* _TEXT BLOCK_
----------------
I didn't think there was someone who enjoyed pseudo-philosophy that badly that they would swallow anything without much thought. Not to mention that yes moral choices are always shit because game developers can never incorporate something as complex as a moral system properly into a game. Are you good or evil? A dichotomy once more.

First let me say that I do not wish to engage in a long debate about Bioshock Infinite, I will have my say about it, you will then probably answer it and then we will basically be done. I already finished the game and moved on.

The person I answered asked a question about player choices and I gave him a 100% accurate answer about the player choices in Bioshock Infinite. No matter your interpretation of the story it doesn't change the fact that my answer about the player choices was 100% correct.

Now allow me to explain why it is a bunch of pseudo philosophical bullshit. Oh and prepare yourself this is allot of reading.

You see the very second Booker is offered that choice he creates at least one alternate reality, where the fear of death is so great that he punches Elizabeth in the face and makes a run for it. At the same time there are what 5 or more Elizabeths present who are also all presented with a minimal of a dichotimized choice. What if one of them was unable to go through with killing what is essentially her father.

At the same time we would have to contend with the alternate reality of an evil Elizabeth who would possibly want to stop this, or a brainwashed Elizabeth who when learning of this scheme by peering through time wishes to stop it because "the prophet knows best". In other words the entire experiment is pointless because the answer is and will always be that every choice ever is always made and shall forever exist. Not to mention the AMAZING pointlessness of offering Booker a choice that he ALREADY MADE! They literally tell you in the ending "this Booker refused the baptism", then show you the Booker that did not. In other words they killed one of the Bookers at one point in time and space, somehow influencing the decision of another Booker in the exact same point in time and space, when there already were already other Bookers who made all possible choices and created parallel universes at all points.

Not to mention that if you die even once the Booker that you play as is not the same Booker, but an alternate reality Booker summoned into this world by presumably the Luteces, meaning that you are now playing a Booker who did not make your original choices but is still asked to fill the same shoes, getting what is essentially a memory graft from the dead Booker pasted onto his persona. The implication being here that for one Booker to make a choice the identity of a possible hundreds of Bookers has or is going to be erased depending on player skill.

As for the constants and variables bullshit. Why is Comstock a variable and not a constant? Why is Comstock being a man a constant whilst he himself is a variable? By the very law of variables established by the Luteces there can exist a female Comstock at one point. All that matters is that the events produced by them match up to the constants. So how are they now going to stop alternate reality female Comstock? After all the Luteces are a possible constant, meaning that sex is not a constant. So are they also going back in time for another try at killing female Booker before her baptism?

It is just plain old laziness, narrative laziness of the highest degree. "You see there are infinite amounts of alternate realities, but somethings always happen in them because it's to hard for me to think up a plot without those things!"
----------------
* _STORED DATA_
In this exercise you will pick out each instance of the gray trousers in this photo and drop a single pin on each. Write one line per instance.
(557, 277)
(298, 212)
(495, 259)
----------------
* _INSTRUCTIONS TO FOLLOW_
Sum up the Bioshock Infinite text above in two sentences.

* _RESPONSE TO THIS EXERCISE_
The writer calls the story of Bioshock Infinite pseudo-philosophical nonsense: since every choice is always made somewhere in an alternate reality, offering Booker the baptism choice is pointless, and each time the player dies, a different Booker takes over. The writer also says the game's idea of constants and variables doesn't hold together, asking, for example, why Comstock being a man is a constant, and calls the whole thing narrative laziness of the highest degree.